• **Extracted data**:
■ ■ ■ ■ ■ ■ ■

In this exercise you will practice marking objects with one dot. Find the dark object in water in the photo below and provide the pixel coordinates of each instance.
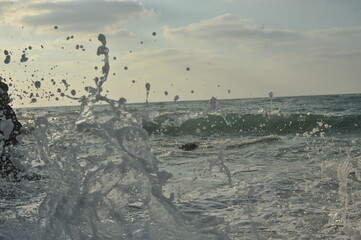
(9, 130)
(189, 146)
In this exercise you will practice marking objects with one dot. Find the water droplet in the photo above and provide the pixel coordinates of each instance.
(37, 84)
(7, 59)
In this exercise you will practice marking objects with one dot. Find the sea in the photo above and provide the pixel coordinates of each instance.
(261, 168)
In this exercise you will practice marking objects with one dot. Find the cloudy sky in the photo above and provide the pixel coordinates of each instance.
(233, 48)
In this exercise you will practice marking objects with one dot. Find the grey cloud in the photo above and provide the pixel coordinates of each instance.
(231, 27)
(84, 15)
(4, 5)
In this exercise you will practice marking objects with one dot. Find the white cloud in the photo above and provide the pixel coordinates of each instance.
(229, 27)
(78, 15)
(232, 31)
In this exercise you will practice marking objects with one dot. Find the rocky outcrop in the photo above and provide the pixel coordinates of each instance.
(9, 131)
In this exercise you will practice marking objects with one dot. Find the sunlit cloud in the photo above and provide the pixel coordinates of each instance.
(230, 28)
(78, 16)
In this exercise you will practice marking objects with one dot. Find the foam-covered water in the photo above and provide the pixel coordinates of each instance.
(279, 168)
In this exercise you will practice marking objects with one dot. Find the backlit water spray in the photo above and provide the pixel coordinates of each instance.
(107, 185)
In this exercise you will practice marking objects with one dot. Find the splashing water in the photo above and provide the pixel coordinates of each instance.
(147, 88)
(113, 191)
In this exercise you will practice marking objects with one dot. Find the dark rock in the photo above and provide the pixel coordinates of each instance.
(9, 130)
(189, 146)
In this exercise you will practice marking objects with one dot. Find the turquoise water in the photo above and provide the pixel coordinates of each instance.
(290, 173)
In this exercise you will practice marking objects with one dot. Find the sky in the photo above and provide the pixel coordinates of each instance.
(192, 48)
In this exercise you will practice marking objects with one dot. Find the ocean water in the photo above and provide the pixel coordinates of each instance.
(293, 173)
(280, 168)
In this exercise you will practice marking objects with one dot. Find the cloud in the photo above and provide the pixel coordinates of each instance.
(229, 27)
(80, 15)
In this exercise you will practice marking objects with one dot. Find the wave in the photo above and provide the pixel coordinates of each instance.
(181, 123)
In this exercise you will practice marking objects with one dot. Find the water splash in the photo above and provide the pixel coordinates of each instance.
(107, 185)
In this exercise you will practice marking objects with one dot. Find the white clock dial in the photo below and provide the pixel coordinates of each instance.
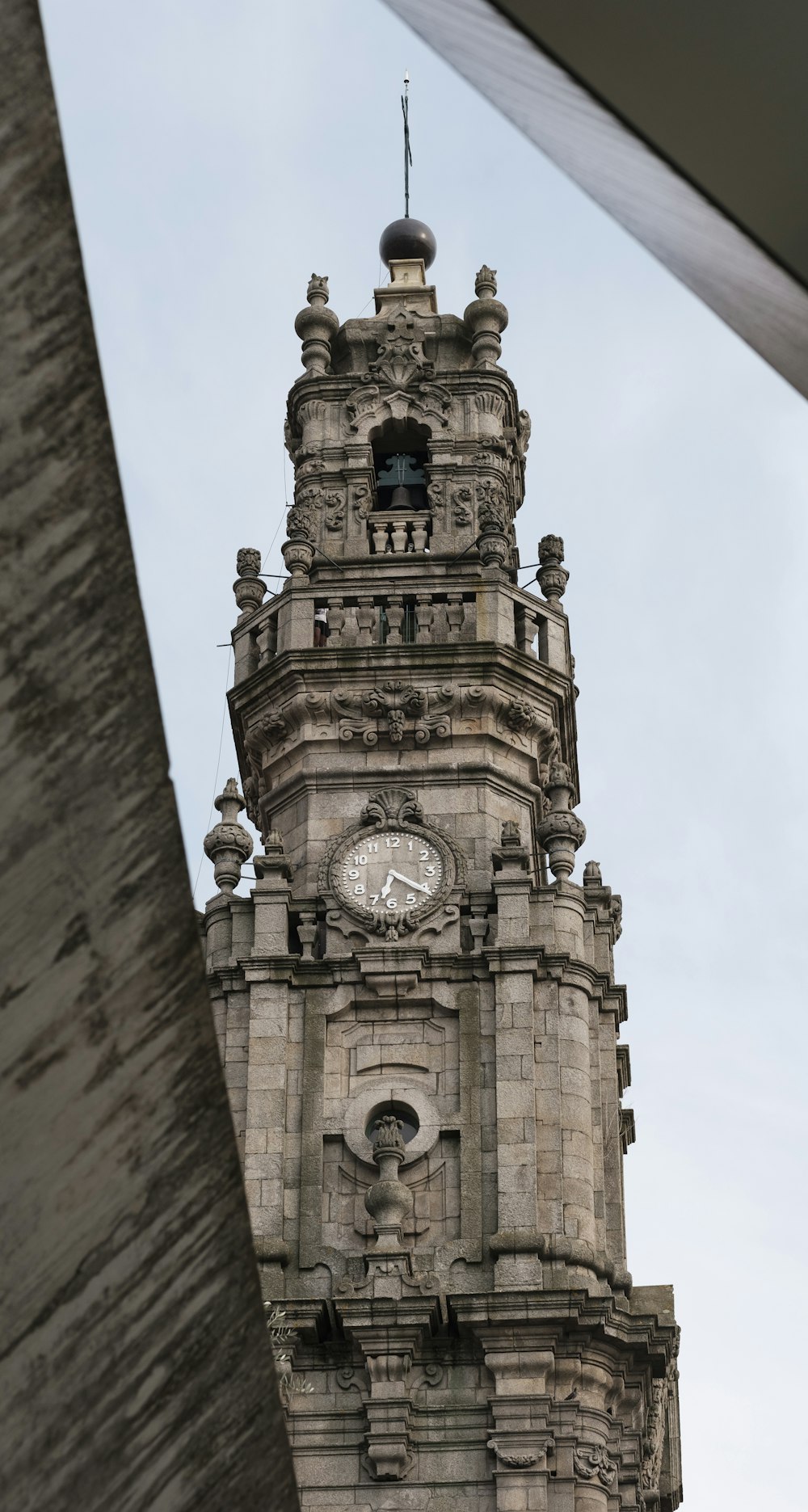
(391, 871)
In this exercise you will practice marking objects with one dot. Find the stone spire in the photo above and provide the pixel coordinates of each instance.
(416, 956)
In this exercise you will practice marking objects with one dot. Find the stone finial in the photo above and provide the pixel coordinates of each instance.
(297, 558)
(249, 588)
(229, 844)
(560, 832)
(551, 576)
(317, 293)
(315, 327)
(486, 319)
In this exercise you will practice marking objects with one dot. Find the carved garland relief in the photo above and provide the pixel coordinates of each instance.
(397, 710)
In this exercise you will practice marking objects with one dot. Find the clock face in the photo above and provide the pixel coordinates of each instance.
(391, 871)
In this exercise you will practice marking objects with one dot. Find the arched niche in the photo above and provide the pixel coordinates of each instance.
(400, 451)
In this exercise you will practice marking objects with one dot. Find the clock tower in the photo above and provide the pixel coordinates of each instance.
(416, 1003)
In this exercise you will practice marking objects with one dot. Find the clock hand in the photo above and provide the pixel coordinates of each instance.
(409, 882)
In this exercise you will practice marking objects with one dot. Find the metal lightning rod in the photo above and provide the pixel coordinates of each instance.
(407, 153)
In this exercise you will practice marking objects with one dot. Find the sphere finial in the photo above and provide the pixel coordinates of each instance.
(407, 239)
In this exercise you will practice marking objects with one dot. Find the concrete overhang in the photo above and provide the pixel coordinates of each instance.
(688, 123)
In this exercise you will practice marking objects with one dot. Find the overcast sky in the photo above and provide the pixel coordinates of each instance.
(218, 154)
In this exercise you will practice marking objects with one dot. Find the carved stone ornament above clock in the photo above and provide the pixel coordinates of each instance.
(392, 871)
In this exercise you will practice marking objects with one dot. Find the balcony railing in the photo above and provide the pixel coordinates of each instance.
(403, 619)
(398, 533)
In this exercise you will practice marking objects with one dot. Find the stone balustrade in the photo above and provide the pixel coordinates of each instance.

■ ■ ■ ■ ■ ■ ■

• **To do**: What you return should be only the lines from the line containing "Find the metal" through the end of the material above, reproduced exactly, first and last included.

• **Task answer**:
In this exercise you will practice marking objects with one dot. Find the metal lightning rod in the photo above and provide the pixel coordinates of each instance.
(407, 153)
In this exercise you will practice marking objects with one dot. Find the sphere finial in the photo above and provide the pixel coordinates of each instance.
(407, 239)
In this exercise you will practice marking objects with one dot. Find the concrete overhang in the photo above and provide the pixel coordinates of each instance.
(688, 123)
In this exercise you will practice marking objects with one dot. Find the overcast sky in the photo above and provide the pixel coordinates of each instance.
(218, 154)
In this exercise you will practice marking objects with one dot. Find the carved stone ornament above clock in the photo above and provide the pixel coordinates of each instance.
(392, 871)
In this exercise you will practice marking objects with one dot. Find the balcony railing in the photo above and provide the pixel coordinates of each instance.
(403, 619)
(398, 533)
In this exercise you will practice marking objects with one dot. Find the stone balustrade in the photo above and provide the pixel coordinates of each instance.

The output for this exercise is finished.